# [STATED TASK]
Starting at the line that contains "Can you find the sliced", transcribe every remaining line of the entries exactly, including the last one.

Position annotation records:
—————
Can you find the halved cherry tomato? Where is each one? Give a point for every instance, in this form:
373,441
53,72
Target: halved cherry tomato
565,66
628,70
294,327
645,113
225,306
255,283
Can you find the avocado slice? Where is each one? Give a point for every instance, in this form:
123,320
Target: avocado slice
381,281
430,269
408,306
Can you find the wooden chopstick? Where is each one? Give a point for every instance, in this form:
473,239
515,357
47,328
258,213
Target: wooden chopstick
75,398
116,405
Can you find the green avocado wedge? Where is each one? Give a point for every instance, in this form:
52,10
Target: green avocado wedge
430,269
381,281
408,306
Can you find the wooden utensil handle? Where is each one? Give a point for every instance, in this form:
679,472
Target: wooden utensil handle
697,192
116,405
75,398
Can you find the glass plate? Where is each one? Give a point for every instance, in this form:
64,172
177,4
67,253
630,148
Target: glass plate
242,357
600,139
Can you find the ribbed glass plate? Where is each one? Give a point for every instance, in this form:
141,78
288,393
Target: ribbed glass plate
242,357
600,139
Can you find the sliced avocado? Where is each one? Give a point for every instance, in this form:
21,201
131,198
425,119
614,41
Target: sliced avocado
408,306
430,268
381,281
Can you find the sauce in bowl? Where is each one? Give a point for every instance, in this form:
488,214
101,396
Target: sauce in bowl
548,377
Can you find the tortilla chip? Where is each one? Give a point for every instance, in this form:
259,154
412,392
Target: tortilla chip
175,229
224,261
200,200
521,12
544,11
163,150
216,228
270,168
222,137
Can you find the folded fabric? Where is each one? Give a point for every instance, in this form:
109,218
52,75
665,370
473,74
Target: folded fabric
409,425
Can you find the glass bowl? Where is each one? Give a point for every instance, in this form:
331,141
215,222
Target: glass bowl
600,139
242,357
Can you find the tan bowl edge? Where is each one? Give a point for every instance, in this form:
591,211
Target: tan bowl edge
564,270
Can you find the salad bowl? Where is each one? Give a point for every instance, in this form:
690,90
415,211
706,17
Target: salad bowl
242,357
—————
# [TASK ANSWER]
Can you find the sliced avocado? Where is each one? Give a point for every instance, in this form:
21,201
131,198
425,119
614,41
Target: sliced avocado
408,306
430,268
381,281
Can you find the sauce in bowl? Where is each one? Give a point for every instance, in this form:
488,214
101,396
Target: sauce in bowl
548,377
Can you find the tortilla chip? Where is each one? Give a point for every instance, in this form:
259,154
412,392
Target: tortilla chip
175,229
224,261
200,200
521,12
544,11
163,150
216,228
270,168
222,137
Can you find the folded fabric? Where is each one? Give a point for every instance, in this form:
109,218
52,75
665,370
473,74
Target: folded fabric
409,425
Can you find the glass bowl? Where is each one? Give a point for every instance, in this form:
331,141
215,222
Target: glass bowl
600,139
242,357
Can you find the tan bowl edge? Where is each one? Give a point for every instance, in this form:
591,211
Target: tan bowl edge
564,270
Can you find the salad bowl? Where is each one? Give a point for every instance, in this form:
690,90
415,211
706,17
Target: salad bowl
242,357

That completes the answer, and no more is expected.